## Records to use
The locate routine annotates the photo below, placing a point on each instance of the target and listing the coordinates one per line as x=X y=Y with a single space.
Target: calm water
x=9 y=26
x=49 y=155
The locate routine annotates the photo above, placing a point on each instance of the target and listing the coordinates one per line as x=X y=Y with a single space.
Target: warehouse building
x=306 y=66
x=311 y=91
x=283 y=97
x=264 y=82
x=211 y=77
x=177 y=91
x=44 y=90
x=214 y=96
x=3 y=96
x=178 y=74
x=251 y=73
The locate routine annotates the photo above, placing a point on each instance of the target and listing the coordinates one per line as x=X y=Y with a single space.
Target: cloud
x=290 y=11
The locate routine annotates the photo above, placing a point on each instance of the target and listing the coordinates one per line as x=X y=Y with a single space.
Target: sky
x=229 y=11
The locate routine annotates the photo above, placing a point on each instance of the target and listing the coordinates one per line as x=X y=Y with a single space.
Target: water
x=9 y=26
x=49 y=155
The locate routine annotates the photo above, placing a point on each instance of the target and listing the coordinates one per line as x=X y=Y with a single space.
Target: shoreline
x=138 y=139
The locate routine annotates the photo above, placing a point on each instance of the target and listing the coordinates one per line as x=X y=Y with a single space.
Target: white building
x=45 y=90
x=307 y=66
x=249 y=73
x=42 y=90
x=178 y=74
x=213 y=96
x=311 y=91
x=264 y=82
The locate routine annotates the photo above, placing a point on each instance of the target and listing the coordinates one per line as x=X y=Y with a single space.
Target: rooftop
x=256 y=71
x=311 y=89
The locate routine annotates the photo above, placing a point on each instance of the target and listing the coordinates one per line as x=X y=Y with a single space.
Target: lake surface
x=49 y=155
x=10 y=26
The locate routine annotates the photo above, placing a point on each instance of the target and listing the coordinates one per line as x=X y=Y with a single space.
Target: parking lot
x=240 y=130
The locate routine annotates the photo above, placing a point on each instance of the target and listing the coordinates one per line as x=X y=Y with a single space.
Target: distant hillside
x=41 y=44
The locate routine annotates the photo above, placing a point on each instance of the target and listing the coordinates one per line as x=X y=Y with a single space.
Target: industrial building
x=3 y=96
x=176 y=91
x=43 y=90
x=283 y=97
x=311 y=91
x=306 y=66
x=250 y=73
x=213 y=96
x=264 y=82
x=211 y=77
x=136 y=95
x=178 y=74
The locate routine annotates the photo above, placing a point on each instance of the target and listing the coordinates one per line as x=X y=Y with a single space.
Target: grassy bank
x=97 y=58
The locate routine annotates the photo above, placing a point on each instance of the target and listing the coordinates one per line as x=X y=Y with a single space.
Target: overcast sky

## Challenge
Repeat the material above in full, quoting it exactly.

## Answer to this task
The locate routine annotates the photo below, placing a point on each instance of the target and listing the coordinates one per line as x=X y=Y with a single space.
Target: calm water
x=9 y=26
x=49 y=155
The locate routine annotates the photo above, placing a point on each instance of the target and listing the coordinates one per line as x=X y=Y with a single space.
Target: warehouse building
x=306 y=66
x=311 y=91
x=283 y=97
x=264 y=82
x=211 y=77
x=177 y=91
x=44 y=90
x=214 y=96
x=3 y=96
x=178 y=74
x=251 y=73
The locate routine annotates the photo above, placing a point on each instance of the target and listing the coordinates one per line as x=X y=Y with a single space.
Target: cloud
x=290 y=11
The locate routine annotates the photo above, placing a point on each instance of the target and listing the coordinates one per line as x=X y=Y with a single space.
Target: sky
x=229 y=11
The locate routine annotates the photo above, placing a point on each instance of the target and listing the coordinates one per line as x=X y=Y with a single space.
Target: water
x=9 y=26
x=49 y=155
The locate routine annotates the photo above, placing a point on each instance of the target and listing the coordinates one per line as x=X y=Y with a single space.
Target: shoreline
x=138 y=139
The locate routine annotates the photo above, placing a point on each instance of the target and listing the coordinates one per line as x=X y=Y with a single space.
Target: white building
x=45 y=90
x=307 y=66
x=249 y=73
x=42 y=90
x=178 y=74
x=213 y=96
x=311 y=91
x=264 y=82
The locate routine annotates the photo above, placing a point on each instance of the target and listing the coordinates one per line as x=X y=Y with a single space.
Target: rooftop
x=256 y=71
x=311 y=89
The locate routine annotates the photo above, placing a point on each instance of the target and listing the coordinates one per line as x=X y=Y with a single space.
Target: lake surface
x=49 y=155
x=10 y=26
The locate routine annotates the photo above, placing a point on each instance of the target and listing the coordinates one per line as x=X y=Y with a single space.
Target: parking lot
x=240 y=130
The locate routine annotates the photo above, placing a point on each instance of the target and listing the coordinates one per line as x=X y=Y with a single space.
Target: distant hillside
x=41 y=44
The locate routine annotates the photo above, placing a point on each instance of the target and listing the coordinates one per line as x=X y=Y with a single space.
Target: industrial building
x=3 y=96
x=176 y=91
x=43 y=90
x=283 y=97
x=311 y=91
x=306 y=66
x=250 y=73
x=213 y=96
x=264 y=82
x=211 y=77
x=136 y=95
x=178 y=74
The locate routine annotates the photo above, placing a point on each instance of the target and listing the coordinates one per line as x=X y=Y with a single space.
Target: grassy bank
x=97 y=58
The locate routine annotates the photo above, placing a point on each instance of the target and listing the coordinates one per line as x=X y=Y with a single space.
Target: overcast sky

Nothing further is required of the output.